Your goal ▸ List every year mentioned in the passage below on the divorce and paternity dispute.
## Start Quoted passage
When the plaintiff and the defendant
began dating in 1987, the plaintiff was already pregnant with Kelly H., who
had been fathered by a man other than the defendant. The parties began to live
together at the time that Kelly was born in 1988. They were married in October
1990, and in March 1992 the plaintiff gave birth to the parties' son, Todd H.
The plaintiff commenced the divorce action in June 1995, seeking, inter alia,
custody of Kelly and Todd, child support for Todd, and a judgment declaring
that the defendant was not Kelly's father. The court ordered a hearing on the
issue of whether the defendant could invoke the doctrine of equitable estoppel
to preclude a challenge to his fatherhood of Kelly.
The Supreme Court stated that, although
the evidence seemed to suggest that defendant had established a prima facie
basis for the application of equitable estoppel, Ronald FF. and Alison D.
precluded its application since the doctrine was inconsistent with those
cases.
## End Quoted passage
## Start Given entries
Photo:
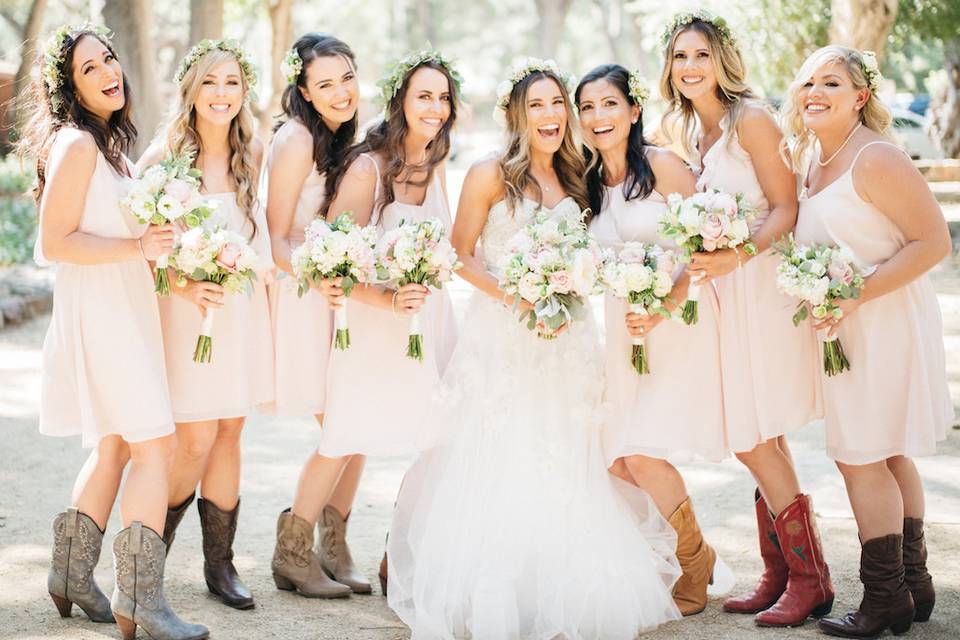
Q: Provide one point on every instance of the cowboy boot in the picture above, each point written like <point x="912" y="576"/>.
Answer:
<point x="219" y="528"/>
<point x="76" y="550"/>
<point x="915" y="567"/>
<point x="773" y="580"/>
<point x="696" y="559"/>
<point x="334" y="553"/>
<point x="174" y="516"/>
<point x="139" y="555"/>
<point x="295" y="566"/>
<point x="809" y="589"/>
<point x="887" y="603"/>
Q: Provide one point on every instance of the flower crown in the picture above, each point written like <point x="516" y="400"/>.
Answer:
<point x="689" y="17"/>
<point x="205" y="46"/>
<point x="51" y="66"/>
<point x="517" y="73"/>
<point x="871" y="70"/>
<point x="291" y="66"/>
<point x="392" y="80"/>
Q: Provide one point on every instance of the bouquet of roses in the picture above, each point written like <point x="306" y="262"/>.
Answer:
<point x="416" y="253"/>
<point x="706" y="221"/>
<point x="643" y="275"/>
<point x="554" y="264"/>
<point x="213" y="255"/>
<point x="169" y="193"/>
<point x="819" y="275"/>
<point x="339" y="249"/>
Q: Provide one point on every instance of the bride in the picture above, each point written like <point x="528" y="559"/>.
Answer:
<point x="509" y="526"/>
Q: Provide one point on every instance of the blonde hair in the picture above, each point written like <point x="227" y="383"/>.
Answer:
<point x="732" y="88"/>
<point x="568" y="161"/>
<point x="182" y="136"/>
<point x="799" y="141"/>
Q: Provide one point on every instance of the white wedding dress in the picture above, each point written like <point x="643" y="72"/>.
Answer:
<point x="510" y="526"/>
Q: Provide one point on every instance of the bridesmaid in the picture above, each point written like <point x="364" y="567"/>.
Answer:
<point x="319" y="126"/>
<point x="892" y="334"/>
<point x="213" y="123"/>
<point x="628" y="185"/>
<point x="764" y="397"/>
<point x="103" y="373"/>
<point x="396" y="174"/>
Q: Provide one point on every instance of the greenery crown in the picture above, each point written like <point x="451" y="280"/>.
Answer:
<point x="51" y="66"/>
<point x="686" y="18"/>
<point x="390" y="83"/>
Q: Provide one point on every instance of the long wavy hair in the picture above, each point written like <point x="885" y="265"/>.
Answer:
<point x="640" y="180"/>
<point x="568" y="161"/>
<point x="114" y="137"/>
<point x="799" y="141"/>
<point x="732" y="88"/>
<point x="329" y="147"/>
<point x="386" y="139"/>
<point x="183" y="138"/>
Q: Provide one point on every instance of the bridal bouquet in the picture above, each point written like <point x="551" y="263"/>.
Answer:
<point x="339" y="249"/>
<point x="213" y="255"/>
<point x="554" y="264"/>
<point x="643" y="275"/>
<point x="819" y="275"/>
<point x="706" y="221"/>
<point x="416" y="253"/>
<point x="168" y="193"/>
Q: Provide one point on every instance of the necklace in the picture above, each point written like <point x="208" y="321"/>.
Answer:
<point x="837" y="152"/>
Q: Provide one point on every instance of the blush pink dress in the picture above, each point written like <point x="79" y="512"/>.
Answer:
<point x="302" y="326"/>
<point x="769" y="385"/>
<point x="103" y="369"/>
<point x="676" y="411"/>
<point x="894" y="400"/>
<point x="239" y="376"/>
<point x="377" y="397"/>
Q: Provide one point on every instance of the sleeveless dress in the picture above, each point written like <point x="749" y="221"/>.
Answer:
<point x="511" y="526"/>
<point x="376" y="395"/>
<point x="239" y="376"/>
<point x="894" y="400"/>
<point x="769" y="386"/>
<point x="302" y="327"/>
<point x="683" y="388"/>
<point x="103" y="370"/>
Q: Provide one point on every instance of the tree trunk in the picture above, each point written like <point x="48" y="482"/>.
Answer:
<point x="206" y="20"/>
<point x="945" y="110"/>
<point x="132" y="26"/>
<point x="862" y="24"/>
<point x="553" y="15"/>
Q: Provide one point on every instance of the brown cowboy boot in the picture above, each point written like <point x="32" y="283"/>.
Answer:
<point x="887" y="603"/>
<point x="809" y="589"/>
<point x="773" y="580"/>
<point x="915" y="567"/>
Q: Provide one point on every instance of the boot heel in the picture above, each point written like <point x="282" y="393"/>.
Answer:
<point x="283" y="583"/>
<point x="64" y="606"/>
<point x="128" y="628"/>
<point x="823" y="609"/>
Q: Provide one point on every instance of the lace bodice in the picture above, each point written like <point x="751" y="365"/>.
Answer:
<point x="504" y="222"/>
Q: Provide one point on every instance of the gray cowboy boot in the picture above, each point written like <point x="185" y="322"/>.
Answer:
<point x="335" y="554"/>
<point x="295" y="566"/>
<point x="138" y="558"/>
<point x="76" y="550"/>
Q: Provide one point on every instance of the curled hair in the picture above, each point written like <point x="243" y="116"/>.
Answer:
<point x="798" y="140"/>
<point x="182" y="137"/>
<point x="568" y="161"/>
<point x="329" y="147"/>
<point x="114" y="137"/>
<point x="732" y="89"/>
<point x="386" y="139"/>
<point x="639" y="181"/>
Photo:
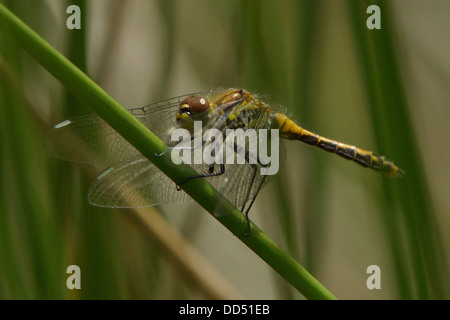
## End Given entries
Correct answer ▸ 1987, 1988, 1990, 1992, 1995